**TRAVAIL DEMANDÉ:** Recopiez intégralement le texte sur le déclin du saumon Atlantique, sans rien y changer.

**TEXTE À LIRE:**
--------------------------------------------------
Nous allons faire disparaître les obstacles des rivières (seuils, barrages), reconnecter des habitats fluviaux, et le saumon Atlantique reviendra à son abondance passée. Cette promesse majeure de la politique dite de continuité écologique est fondée sur une science du 20e siècle. Problème : cette vision est fausse. Dans un passage en revue critique de l’état des stocks de saumon Atlantique, des scientifiques montrent que si le saumon a souffert dans le passé des barrages, de la pollution et de la surexploitation de pêche continentale, ces causes n’expliquent pas le fort déclin observé depuis le milieu des années 1980, même dans des rivières sans obstacle, sans polluant et à pêche interdite ou très restreinte. L’hypothèse dominante retenue par ces chercheurs est une pression de la pêche illégale, non déclarée, non réglementée (INN), d’autant plus forte que le bassin de retour des saumons est situé loin du gyre subpolaire formant une étape de leur migration marine.


Illustration par Timothy Knepp, U.S. Fish and Wildlife Service.
--------------------------------------------------
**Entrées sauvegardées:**
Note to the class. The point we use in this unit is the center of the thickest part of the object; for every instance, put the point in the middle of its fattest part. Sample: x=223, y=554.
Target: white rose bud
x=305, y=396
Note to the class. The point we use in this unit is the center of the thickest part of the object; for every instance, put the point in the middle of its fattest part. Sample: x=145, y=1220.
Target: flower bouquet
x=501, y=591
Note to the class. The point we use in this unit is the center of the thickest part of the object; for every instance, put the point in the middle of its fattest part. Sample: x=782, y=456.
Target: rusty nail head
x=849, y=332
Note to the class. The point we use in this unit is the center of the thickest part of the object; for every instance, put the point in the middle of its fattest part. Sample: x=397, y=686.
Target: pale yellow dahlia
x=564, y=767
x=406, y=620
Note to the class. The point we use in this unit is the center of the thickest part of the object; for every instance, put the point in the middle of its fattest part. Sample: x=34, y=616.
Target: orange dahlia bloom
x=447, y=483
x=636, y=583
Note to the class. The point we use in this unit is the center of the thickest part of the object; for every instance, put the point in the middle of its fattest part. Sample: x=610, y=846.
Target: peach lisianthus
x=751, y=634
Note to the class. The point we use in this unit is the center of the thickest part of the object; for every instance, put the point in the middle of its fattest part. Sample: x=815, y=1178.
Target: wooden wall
--------------------------------------------------
**RÉPONSE ATTENDUE:**
Nous allons faire disparaître les obstacles des rivières (seuils, barrages), reconnecter des habitats fluviaux, et le saumon Atlantique reviendra à son abondance passée. Cette promesse majeure de la politique dite de continuité écologique est fondée sur une science du 20e siècle. Problème : cette vision est fausse. Dans un passage en revue critique de l’état des stocks de saumon Atlantique, des scientifiques montrent que si le saumon a souffert dans le passé des barrages, de la pollution et de la surexploitation de pêche continentale, ces causes n’expliquent pas le fort déclin observé depuis le milieu des années 1980, même dans des rivières sans obstacle, sans polluant et à pêche interdite ou très restreinte. L’hypothèse dominante retenue par ces chercheurs est une pression de la pêche illégale, non déclarée, non réglementée (INN), d’autant plus forte que le bassin de retour des saumons est situé loin du gyre subpolaire formant une étape de leur migration marine.


Illustration par Timothy Knepp, U.S. Fish and Wildlife Service.